## Exercise description
Copy out the material from the line containing "Could you point out the pink" through its last line, with the requests included. Rescale every answer coordinate by 1.4 and round to whole numbers, rounding halves up, but keep the numbers in the requests and their sample points unchanged.

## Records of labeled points
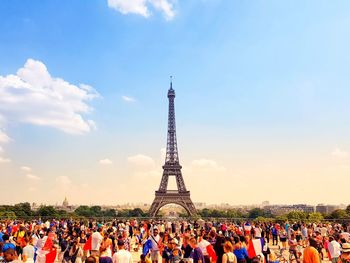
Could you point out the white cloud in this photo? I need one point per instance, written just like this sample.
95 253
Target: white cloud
26 169
128 99
164 6
207 164
142 161
141 7
34 96
338 153
32 177
105 161
4 160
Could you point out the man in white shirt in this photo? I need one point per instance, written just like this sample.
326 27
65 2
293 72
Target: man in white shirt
122 256
334 249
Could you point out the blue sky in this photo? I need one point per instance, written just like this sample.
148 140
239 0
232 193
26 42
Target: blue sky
262 93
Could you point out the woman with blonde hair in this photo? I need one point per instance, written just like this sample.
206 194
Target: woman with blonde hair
228 256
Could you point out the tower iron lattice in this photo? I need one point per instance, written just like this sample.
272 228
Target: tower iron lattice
172 167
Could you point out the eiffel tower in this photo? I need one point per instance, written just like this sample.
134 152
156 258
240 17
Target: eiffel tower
172 167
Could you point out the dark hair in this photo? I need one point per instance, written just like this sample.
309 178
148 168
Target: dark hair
90 259
10 251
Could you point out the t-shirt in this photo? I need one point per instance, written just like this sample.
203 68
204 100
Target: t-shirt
167 254
311 255
122 256
197 255
187 250
241 253
155 242
203 246
334 249
28 250
96 241
105 259
7 246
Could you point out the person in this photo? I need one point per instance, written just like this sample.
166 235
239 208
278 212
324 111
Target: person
96 241
273 258
345 256
10 255
104 256
240 251
283 238
207 249
196 254
19 237
28 252
293 246
76 253
168 250
91 259
185 247
311 254
155 239
176 258
229 256
122 256
7 244
274 232
334 249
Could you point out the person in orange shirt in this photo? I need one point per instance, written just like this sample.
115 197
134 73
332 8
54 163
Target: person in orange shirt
311 254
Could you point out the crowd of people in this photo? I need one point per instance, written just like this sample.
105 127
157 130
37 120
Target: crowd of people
200 241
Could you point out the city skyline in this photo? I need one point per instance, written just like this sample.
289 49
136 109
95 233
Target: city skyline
262 100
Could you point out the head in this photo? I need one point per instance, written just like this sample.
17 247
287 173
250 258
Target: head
345 248
171 243
10 255
228 247
155 231
176 251
193 242
120 243
91 259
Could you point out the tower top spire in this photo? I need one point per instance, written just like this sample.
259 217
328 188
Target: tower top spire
171 91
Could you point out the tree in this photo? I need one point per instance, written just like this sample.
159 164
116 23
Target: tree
315 217
296 215
136 212
348 209
256 212
83 210
339 214
47 211
22 209
204 212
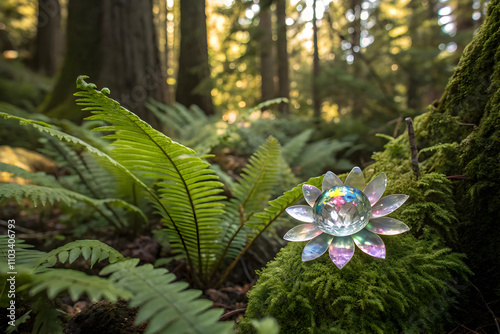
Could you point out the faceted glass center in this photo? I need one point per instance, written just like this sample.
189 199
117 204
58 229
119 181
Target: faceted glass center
342 211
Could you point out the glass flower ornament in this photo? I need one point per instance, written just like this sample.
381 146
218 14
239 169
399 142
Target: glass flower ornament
344 214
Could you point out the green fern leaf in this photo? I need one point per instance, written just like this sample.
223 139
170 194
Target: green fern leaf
44 195
167 305
25 255
190 204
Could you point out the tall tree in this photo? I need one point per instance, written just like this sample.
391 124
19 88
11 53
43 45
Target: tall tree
193 77
266 52
114 42
49 41
283 58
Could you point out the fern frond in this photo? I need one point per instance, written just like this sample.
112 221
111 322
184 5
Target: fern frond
39 177
189 191
25 255
76 283
168 307
90 249
294 147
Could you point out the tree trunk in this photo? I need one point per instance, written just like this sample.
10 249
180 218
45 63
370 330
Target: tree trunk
114 43
266 54
316 99
284 81
193 78
48 44
357 104
129 42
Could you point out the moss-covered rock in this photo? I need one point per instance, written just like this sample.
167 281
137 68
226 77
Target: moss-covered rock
466 124
410 290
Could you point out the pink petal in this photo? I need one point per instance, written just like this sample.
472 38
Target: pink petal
356 179
341 251
301 212
386 226
375 188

## Reply to the exercise
Could you point out the pink petal in this photo? I need one point per instance, written just like this sample.
472 38
Target: pink petal
498 251
477 351
421 297
540 316
525 263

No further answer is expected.